EXERCISE PROMPT. In the records below, some lines contain the word "cart". Copy each of them.

DATA.
========================

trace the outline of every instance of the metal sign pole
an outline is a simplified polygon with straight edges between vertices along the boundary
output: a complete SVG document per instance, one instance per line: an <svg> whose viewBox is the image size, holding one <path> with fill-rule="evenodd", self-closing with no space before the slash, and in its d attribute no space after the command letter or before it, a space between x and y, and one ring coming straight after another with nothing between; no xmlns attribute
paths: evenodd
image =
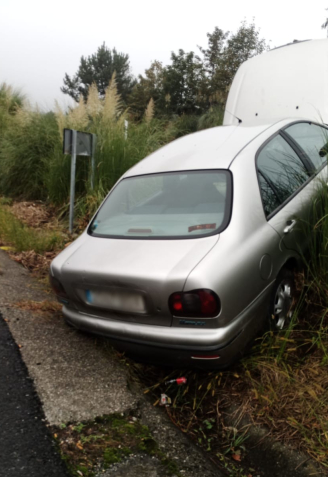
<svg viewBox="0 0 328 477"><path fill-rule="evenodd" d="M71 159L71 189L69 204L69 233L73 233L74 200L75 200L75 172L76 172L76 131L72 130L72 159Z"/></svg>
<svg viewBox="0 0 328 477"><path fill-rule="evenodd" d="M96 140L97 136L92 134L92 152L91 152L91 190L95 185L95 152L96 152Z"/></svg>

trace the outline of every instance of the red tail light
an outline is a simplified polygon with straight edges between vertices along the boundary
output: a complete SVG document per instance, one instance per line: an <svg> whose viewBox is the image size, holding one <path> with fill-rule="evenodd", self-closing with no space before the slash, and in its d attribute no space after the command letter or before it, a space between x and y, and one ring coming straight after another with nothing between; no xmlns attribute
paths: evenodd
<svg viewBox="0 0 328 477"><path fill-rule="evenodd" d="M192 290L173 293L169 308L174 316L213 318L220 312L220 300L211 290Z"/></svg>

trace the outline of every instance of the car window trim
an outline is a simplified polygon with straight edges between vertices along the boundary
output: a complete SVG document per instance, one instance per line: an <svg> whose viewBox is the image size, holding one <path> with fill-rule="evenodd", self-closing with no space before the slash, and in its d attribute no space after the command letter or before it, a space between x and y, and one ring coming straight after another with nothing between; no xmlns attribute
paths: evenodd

========================

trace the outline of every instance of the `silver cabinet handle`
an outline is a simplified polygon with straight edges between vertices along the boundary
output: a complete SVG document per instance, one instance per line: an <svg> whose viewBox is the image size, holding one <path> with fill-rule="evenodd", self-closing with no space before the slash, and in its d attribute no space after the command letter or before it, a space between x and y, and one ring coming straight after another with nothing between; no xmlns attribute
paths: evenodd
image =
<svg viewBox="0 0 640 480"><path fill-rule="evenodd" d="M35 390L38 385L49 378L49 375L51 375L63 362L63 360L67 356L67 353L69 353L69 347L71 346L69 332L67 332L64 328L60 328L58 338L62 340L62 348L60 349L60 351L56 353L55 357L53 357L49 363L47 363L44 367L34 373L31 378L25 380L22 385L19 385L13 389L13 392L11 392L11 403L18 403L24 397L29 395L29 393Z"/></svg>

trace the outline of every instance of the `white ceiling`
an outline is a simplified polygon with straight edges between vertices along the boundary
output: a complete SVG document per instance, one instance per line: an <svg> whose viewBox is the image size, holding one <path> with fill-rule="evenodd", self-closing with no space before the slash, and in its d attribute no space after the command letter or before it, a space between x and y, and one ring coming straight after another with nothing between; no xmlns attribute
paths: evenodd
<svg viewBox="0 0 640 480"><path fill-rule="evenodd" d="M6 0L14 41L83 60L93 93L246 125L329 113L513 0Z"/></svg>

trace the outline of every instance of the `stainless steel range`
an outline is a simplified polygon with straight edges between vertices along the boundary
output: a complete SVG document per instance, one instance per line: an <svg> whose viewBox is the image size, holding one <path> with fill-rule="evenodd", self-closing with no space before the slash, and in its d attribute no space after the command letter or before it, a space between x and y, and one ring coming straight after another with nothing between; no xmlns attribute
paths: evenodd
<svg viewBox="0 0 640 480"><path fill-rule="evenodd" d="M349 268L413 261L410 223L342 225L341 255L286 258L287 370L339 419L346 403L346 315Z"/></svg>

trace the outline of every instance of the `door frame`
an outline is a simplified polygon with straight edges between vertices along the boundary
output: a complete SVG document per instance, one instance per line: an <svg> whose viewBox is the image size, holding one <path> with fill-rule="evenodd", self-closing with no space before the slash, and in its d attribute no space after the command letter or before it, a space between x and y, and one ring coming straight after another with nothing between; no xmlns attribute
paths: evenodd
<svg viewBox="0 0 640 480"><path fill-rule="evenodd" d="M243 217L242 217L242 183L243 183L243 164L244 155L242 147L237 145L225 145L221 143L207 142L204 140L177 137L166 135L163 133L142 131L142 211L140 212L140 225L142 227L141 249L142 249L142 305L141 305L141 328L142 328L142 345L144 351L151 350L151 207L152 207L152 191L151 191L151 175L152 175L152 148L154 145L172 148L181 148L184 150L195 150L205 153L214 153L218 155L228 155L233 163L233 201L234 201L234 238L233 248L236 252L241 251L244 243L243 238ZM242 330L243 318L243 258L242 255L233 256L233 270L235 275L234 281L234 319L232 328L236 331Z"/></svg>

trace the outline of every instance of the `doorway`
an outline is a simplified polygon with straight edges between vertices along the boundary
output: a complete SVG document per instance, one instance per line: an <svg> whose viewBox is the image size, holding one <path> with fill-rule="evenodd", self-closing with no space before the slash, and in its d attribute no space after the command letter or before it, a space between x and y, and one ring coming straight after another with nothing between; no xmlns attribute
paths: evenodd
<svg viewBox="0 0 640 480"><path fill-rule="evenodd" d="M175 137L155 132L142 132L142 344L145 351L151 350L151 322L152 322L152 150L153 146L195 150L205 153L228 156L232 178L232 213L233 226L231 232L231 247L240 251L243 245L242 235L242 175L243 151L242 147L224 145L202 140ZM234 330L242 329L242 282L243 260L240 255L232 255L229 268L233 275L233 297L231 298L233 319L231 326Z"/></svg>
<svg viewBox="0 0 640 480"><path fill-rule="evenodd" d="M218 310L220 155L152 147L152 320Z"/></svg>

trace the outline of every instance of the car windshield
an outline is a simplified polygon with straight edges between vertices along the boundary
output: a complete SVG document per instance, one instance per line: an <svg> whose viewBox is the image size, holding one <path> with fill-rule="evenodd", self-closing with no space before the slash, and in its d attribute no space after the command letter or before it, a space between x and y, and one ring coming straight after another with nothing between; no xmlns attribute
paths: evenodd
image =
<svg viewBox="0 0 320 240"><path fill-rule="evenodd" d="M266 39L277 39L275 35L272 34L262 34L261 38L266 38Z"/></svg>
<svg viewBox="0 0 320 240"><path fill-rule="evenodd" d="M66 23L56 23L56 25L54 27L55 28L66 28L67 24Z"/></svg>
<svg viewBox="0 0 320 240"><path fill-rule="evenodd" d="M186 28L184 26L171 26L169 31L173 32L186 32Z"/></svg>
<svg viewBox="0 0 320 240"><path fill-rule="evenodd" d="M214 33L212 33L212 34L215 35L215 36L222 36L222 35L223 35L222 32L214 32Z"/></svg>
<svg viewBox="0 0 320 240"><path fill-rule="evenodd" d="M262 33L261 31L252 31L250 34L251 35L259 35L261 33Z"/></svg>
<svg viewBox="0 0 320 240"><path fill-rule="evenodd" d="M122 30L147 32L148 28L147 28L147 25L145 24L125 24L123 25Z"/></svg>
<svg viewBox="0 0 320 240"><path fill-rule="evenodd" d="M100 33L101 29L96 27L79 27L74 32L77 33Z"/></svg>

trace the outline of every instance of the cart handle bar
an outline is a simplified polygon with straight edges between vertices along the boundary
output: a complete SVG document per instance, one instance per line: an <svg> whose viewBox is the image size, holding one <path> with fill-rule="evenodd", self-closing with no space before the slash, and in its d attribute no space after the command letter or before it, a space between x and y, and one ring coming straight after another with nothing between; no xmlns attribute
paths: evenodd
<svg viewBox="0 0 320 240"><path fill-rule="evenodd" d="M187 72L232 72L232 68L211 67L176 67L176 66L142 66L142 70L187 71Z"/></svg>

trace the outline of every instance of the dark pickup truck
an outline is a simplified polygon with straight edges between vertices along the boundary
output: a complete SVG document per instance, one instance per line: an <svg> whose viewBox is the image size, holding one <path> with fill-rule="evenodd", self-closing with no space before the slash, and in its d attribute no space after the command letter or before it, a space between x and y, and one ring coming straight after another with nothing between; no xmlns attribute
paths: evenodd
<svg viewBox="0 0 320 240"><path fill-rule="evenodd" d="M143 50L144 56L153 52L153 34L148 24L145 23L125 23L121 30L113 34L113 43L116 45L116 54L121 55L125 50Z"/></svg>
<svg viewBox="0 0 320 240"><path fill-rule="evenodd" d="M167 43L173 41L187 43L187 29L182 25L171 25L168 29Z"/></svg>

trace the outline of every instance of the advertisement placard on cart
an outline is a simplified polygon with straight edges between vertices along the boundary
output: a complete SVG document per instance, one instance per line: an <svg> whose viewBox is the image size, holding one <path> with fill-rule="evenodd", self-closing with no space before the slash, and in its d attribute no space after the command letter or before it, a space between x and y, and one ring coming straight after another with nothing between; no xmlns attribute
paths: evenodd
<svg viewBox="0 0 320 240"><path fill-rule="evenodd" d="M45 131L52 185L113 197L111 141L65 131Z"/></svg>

========================

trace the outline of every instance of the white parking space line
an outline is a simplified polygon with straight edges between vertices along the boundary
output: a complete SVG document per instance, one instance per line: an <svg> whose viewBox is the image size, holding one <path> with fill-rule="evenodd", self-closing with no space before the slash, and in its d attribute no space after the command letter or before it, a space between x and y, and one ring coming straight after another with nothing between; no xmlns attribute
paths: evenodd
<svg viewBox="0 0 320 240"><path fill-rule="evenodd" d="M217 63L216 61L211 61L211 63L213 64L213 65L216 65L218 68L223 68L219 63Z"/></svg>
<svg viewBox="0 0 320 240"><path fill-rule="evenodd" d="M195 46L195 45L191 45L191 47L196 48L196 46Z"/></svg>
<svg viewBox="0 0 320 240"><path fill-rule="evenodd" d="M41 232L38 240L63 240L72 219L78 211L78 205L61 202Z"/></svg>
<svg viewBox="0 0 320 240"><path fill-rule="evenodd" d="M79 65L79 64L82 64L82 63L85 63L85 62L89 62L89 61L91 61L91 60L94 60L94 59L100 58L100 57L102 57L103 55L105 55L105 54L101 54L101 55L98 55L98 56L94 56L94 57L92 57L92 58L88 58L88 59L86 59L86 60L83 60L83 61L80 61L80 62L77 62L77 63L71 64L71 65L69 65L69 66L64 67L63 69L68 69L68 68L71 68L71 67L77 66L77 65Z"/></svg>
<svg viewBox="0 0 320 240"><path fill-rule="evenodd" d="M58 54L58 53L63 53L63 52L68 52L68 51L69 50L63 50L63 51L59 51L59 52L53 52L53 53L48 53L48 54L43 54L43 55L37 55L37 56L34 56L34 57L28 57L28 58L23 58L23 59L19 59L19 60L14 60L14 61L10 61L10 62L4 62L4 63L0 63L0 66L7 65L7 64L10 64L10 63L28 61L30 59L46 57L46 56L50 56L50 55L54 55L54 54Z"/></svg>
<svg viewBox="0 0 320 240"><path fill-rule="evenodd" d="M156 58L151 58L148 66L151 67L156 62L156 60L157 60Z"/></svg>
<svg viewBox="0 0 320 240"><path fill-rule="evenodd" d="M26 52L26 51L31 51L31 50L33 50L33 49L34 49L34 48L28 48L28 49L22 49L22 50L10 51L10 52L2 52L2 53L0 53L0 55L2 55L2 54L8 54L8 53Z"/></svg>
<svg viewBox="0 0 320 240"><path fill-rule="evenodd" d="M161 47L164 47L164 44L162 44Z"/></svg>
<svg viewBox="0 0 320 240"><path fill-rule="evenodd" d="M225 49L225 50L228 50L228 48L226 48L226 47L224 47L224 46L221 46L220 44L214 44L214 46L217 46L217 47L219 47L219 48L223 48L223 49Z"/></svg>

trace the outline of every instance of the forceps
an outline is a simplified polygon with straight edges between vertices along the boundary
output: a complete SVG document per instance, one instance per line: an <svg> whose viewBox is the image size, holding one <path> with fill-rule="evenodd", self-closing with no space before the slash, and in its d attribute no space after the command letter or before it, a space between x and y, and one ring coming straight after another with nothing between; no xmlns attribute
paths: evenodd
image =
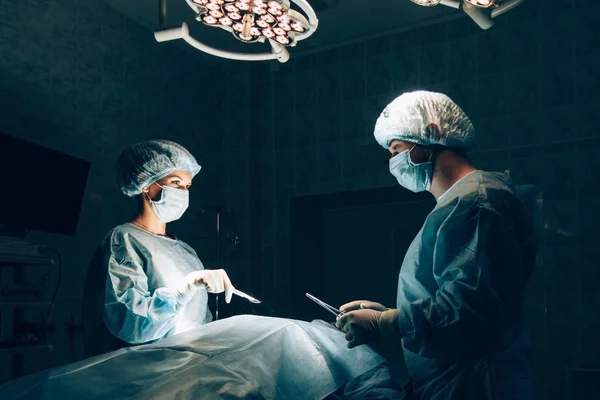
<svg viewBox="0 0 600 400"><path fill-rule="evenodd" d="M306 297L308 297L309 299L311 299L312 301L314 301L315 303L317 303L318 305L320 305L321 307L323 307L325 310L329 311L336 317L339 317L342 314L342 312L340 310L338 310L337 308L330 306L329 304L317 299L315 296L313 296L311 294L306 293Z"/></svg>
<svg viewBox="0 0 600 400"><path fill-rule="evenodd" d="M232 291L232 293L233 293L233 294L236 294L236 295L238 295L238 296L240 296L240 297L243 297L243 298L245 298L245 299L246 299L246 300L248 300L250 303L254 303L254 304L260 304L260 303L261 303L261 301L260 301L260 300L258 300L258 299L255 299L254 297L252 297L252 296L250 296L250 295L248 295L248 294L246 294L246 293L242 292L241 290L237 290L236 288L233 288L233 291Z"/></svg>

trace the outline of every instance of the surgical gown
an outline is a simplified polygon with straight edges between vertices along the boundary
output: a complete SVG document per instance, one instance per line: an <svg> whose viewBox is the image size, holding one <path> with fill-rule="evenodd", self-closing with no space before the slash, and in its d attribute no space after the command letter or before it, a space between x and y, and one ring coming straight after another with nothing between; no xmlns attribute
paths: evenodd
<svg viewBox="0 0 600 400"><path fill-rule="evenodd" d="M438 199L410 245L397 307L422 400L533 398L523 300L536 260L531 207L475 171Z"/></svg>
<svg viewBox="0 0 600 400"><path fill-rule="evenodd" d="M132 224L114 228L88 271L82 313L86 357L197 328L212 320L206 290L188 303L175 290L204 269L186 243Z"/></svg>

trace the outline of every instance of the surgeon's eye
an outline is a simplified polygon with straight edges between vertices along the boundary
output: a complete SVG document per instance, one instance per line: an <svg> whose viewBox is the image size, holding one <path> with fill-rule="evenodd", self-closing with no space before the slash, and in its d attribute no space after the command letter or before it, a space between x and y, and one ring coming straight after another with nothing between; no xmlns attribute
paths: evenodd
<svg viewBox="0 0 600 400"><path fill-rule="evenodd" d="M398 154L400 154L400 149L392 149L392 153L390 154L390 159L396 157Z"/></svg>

========================

RESULT OF THIS EXERCISE.
trace the outline of every instance of the cart handle bar
trace the outline of every instance of the advertisement placard on cart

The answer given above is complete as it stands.